Records from a data collection
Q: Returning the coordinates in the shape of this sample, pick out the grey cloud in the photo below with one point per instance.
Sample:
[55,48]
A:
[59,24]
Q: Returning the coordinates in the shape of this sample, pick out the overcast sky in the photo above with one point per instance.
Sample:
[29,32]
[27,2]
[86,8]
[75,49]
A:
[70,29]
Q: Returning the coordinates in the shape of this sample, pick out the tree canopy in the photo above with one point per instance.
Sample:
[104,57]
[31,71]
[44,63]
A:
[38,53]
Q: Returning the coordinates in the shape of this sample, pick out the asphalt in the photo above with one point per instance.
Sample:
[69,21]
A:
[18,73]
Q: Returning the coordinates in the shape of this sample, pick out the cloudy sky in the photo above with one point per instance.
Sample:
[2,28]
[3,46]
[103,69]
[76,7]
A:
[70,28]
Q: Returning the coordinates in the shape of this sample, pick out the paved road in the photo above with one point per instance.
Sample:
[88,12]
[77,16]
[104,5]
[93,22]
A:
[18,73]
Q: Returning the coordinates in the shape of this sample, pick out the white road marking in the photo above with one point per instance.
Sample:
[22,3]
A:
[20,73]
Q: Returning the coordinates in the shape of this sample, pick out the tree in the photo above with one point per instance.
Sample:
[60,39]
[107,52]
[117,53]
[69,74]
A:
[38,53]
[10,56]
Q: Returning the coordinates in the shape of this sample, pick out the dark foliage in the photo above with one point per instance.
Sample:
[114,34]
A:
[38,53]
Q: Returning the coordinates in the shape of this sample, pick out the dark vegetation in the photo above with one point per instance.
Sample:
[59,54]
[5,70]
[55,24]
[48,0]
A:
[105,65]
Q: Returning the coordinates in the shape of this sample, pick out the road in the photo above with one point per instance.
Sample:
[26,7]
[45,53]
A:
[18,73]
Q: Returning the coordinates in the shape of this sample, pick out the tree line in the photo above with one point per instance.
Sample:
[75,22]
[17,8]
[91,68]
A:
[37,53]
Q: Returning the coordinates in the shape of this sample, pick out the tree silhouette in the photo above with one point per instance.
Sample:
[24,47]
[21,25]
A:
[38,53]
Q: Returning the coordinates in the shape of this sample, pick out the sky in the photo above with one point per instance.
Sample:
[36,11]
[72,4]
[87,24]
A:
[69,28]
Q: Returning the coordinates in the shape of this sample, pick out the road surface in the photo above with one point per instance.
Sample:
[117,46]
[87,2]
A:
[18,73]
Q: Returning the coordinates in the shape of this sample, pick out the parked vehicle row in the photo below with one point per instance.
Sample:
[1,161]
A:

ACTIVITY
For the word "below", find every line in the data that holds it and copy that line.

REPLY
Q: Returning the coordinates in the shape of this sample, pick out the grey cloud in the photo below with one point per instance.
Q: Returning the coordinates in the shape of this sample, pick out the parked vehicle row in the photo below with one point per instance.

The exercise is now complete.